■ Descrizione del problema
Nel testo riportato qui sotto, elenca per favore tutte le frasi del paragrafo che inizia con «Con Stefano Giuliani», una per riga.

■ Testo riportato
Riccardo aveva la divisa, ma non quella del corridore. Il saggio tecnico abruzzese lo ha inserito nello staff della Giotti Victoria Savini Due, la continental che dirige con passione. Con che ruolo? Scopriamolo insieme…

“Stacchio” con i ragazzi prima della corsa: consigli e qualche risata per ammorbidire la tensione
“Stacchio” con i ragazzi prima della corsa: consigli e qualche risata per ammorbidire la tensione
Riccardo, un piacere rivederti nella mischia! 

Con Stefano Giuliani ho un bellissimo rapporto, ci conosciamo da anni, sin da quando correvo con lui e c’è grande stima reciproca. Quando ha visto che ormai ero fuori dai giochi ha deciso di ributtarmi dentro. Io c’ero rimasto male.

Come è andata questa avventura con la Giotti?

■ Materiale fornito
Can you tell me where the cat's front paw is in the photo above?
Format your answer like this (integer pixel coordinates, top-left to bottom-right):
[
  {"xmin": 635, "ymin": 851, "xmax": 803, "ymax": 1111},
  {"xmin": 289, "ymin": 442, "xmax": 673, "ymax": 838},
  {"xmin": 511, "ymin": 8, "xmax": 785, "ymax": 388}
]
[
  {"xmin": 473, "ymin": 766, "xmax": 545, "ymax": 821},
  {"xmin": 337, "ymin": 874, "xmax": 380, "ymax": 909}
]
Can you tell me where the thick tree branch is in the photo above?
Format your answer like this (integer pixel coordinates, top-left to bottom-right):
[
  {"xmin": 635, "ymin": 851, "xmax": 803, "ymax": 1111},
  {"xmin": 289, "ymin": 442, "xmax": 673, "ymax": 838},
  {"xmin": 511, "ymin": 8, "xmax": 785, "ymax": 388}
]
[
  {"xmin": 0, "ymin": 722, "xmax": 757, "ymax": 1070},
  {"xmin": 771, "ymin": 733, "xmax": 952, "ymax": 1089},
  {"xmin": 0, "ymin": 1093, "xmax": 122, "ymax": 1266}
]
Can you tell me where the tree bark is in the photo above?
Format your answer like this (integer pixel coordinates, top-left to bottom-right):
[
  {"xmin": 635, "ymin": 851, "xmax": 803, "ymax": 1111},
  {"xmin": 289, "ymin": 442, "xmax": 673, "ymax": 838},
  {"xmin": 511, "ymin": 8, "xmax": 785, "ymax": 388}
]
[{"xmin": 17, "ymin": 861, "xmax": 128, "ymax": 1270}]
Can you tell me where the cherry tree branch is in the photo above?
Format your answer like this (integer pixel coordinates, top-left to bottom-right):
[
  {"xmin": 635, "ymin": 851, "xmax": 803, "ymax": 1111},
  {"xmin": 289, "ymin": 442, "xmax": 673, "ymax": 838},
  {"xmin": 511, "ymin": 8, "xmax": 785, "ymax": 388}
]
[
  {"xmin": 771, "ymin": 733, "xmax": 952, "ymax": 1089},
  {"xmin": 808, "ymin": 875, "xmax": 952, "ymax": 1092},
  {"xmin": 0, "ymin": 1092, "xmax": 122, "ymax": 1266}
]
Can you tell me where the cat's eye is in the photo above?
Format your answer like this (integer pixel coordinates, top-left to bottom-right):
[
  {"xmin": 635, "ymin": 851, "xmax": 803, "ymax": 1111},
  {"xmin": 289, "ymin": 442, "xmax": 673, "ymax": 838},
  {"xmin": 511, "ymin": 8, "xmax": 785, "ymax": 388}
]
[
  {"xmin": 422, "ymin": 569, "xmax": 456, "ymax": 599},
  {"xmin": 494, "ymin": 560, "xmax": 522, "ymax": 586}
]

...

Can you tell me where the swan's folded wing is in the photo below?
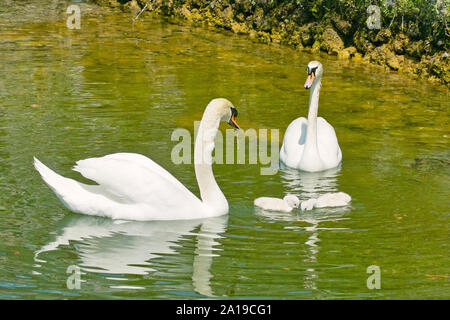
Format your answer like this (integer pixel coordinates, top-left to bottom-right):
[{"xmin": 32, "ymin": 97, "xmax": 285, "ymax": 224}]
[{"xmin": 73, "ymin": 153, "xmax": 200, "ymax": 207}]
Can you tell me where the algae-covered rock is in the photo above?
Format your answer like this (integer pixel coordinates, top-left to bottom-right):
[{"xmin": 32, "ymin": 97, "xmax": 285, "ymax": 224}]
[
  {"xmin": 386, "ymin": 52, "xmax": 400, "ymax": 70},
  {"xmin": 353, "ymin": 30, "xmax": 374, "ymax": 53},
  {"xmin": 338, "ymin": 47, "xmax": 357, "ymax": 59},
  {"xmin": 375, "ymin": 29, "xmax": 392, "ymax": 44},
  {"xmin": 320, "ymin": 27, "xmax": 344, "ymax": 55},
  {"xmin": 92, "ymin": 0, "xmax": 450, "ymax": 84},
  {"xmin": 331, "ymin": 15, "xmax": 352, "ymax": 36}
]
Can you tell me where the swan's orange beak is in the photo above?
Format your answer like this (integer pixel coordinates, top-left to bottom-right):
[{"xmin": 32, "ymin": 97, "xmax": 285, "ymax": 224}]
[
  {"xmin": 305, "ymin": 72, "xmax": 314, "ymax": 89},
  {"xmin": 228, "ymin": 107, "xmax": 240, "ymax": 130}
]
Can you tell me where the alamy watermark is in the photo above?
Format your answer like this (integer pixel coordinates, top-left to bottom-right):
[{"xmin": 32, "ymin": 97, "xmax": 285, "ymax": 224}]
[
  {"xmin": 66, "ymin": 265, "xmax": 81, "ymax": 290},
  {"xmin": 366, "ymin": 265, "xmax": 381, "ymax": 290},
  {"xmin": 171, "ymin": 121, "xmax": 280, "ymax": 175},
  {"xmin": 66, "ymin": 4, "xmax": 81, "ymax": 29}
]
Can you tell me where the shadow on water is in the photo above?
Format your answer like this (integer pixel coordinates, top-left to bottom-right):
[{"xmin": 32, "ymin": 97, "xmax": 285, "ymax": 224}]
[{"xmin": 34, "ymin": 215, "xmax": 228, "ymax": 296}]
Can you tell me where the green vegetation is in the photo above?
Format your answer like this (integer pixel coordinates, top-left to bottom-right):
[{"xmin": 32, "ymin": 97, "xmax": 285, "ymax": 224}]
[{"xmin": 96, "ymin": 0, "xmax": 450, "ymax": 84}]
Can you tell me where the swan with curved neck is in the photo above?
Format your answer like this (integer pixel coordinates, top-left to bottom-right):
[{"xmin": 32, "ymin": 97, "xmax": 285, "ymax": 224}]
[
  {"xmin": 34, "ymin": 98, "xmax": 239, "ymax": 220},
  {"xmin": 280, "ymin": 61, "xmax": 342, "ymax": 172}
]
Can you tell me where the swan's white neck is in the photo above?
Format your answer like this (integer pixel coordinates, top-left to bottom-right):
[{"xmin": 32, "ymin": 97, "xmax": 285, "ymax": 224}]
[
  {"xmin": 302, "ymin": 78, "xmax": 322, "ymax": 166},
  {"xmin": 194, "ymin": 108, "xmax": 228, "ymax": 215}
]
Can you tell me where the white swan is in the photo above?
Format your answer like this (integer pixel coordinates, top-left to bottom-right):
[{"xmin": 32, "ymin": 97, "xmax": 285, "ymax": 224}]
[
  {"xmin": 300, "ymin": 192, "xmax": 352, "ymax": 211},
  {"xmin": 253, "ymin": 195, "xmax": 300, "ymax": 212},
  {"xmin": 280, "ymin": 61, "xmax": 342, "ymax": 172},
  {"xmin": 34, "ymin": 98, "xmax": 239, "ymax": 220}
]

■ Risultato
Con Stefano Giuliani ho un bellissimo rapporto, ci conosciamo da anni, sin da quando correvo con lui e c’è grande stima reciproca.
Quando ha visto che ormai ero fuori dai giochi ha deciso di ributtarmi dentro.
Io c’ero rimasto male.